*Extract provided*:
Editor’s Note: The following is a guest post by birthparent, Michelle Thompson, about her decision to find a family early on in her pregnancy and reasons why some expectant mothers considering adoption might choose to do the same. Please also note that the Independent Adoption Center uses positive adoption language.
EARLY ADOPTION MATCHES
Sure, many adoptive parents would consider it ideal for themselves to get a surprise phone call saying, “There is a baby waiting for you in the hospital RIGHT NOW! The birth parents have already signed the papers, and they’ve chosen you from your adoption profile. It’s a done deal!” All the waiting, hoping, and worrying about the possibility of having your dream, dangled before you with the promise of a match, only to fall through – all of that suddenly, irrevocably over. But that is not necessarily ideal for the birth parents. The myriad of different possible circumstances that can lead to the choice for adoption mean there will be different needs.

*Listed entries*:
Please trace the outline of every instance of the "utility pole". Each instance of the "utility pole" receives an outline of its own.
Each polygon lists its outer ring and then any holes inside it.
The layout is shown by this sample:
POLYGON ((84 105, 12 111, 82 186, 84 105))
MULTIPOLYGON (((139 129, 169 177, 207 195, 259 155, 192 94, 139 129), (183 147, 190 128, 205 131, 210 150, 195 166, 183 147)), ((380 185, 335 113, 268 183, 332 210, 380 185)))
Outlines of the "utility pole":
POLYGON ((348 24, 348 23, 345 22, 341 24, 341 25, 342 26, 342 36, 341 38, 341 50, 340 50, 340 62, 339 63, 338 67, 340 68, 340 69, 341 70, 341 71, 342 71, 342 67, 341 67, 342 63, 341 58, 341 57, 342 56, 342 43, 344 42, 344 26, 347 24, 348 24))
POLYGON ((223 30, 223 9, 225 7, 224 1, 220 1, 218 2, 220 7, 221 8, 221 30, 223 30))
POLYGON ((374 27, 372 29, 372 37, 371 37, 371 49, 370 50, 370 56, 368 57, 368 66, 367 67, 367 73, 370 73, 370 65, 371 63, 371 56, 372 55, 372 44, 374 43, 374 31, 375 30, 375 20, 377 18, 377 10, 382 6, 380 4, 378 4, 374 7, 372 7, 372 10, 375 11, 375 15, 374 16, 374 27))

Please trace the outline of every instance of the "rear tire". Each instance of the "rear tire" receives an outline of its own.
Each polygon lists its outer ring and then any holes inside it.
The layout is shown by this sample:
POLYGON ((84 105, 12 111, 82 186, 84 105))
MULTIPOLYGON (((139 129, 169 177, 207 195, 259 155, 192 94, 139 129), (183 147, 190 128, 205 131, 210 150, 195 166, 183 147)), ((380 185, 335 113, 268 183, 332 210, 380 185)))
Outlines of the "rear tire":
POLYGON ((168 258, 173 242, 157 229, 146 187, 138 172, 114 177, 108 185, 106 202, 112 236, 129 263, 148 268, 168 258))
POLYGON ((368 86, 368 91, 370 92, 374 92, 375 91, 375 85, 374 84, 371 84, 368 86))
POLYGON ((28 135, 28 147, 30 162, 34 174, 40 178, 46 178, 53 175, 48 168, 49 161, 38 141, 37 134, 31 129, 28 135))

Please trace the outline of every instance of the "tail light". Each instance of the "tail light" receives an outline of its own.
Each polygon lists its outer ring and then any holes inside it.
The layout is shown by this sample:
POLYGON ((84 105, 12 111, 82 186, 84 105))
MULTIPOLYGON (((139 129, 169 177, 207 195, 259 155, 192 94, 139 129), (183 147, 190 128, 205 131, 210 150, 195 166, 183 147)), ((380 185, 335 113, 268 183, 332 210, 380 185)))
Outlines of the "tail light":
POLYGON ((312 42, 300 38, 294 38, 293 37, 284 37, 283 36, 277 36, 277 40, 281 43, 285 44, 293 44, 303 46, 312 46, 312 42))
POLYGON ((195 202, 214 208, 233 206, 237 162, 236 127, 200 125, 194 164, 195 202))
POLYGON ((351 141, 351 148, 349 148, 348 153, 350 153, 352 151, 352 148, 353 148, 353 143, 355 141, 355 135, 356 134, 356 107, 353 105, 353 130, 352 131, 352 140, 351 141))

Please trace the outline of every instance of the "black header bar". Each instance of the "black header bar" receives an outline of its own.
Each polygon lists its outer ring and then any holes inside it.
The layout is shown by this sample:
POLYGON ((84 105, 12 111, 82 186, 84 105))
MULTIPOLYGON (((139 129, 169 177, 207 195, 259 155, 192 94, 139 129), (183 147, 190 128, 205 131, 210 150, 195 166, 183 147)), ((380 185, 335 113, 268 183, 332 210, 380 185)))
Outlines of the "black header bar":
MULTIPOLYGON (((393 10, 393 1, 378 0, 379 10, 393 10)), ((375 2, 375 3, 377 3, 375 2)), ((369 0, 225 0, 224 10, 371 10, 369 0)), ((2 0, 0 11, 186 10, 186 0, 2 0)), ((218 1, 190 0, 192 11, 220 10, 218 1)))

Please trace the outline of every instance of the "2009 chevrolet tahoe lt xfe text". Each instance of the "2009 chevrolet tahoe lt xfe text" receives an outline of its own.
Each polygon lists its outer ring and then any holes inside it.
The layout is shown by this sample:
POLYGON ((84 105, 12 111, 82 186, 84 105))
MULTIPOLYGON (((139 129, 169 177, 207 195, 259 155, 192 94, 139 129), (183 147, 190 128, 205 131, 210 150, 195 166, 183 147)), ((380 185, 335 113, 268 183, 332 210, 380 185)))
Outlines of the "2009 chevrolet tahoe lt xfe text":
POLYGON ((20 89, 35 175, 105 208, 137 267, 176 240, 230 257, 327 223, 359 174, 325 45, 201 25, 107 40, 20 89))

*Questions*:
1: Copy the part of the guest post on early adoption matches from "EARLY ADOPTION MATCHES" up to and including "be different needs.", word for word.
2: Pick up the guest post on early adoption matches from its last sentence and keep writing it.

*Numbered responses*:
1:
EARLY ADOPTION MATCHES
Sure, many adoptive parents would consider it ideal for themselves to get a surprise phone call saying, “There is a baby waiting for you in the hospital RIGHT NOW! The birth parents have already signed the papers, and they’ve chosen you from your adoption profile. It’s a done deal!” All the waiting, hoping, and worrying about the possibility of having your dream, dangled before you with the promise of a match, only to fall through – all of that suddenly, irrevocably over. But that is not necessarily ideal for the birth parents. The myriad of different possible circumstances that can lead to the choice for adoption mean there will be different needs.

2:
Many people wonder why any birth mother would desire an early match. My situation was thankfully uncomplicated by issues like homelessness or lack of medical insurance, but I did need to match in the first half of my pregnancy. It was non-negotiable. I was told by multiple agencies that I could not match before the 3rd trimester, or the 20th week, or the 30th week, or some such number arbitrarily set “to protect the adoptive parents.” They came off as pushy and manipulative, telling me, “that’s not how things are done,” as if I were being naïve and totally unrealistic asking for such a thing. I immediately rejected all of those agencies, and eventually, through perseverance, found the Independent Adoption Center. They understood my reasons and were willing to work with me.
So, here are 6 good reasons why a birth mother might want an early match. I’m sure they are not the only reasons. They’re just the ones off the top of my head.
- Her worry for this child’s uncertain future is stressing the hell out of her, raising her blood pressure, jeopardizing the pregnancy, and making her feel lost and miserable, and she wants to know that she has a plan she can feel confident about, not a vague idea of adoption, but a concrete plan with names and faces. A real plan also helps her to stand up to pushy relatives with their own agendas.
- She wants time to get to know the parents she tentatively chooses and make sure they are who they seem before entrusting you with her baby’s life.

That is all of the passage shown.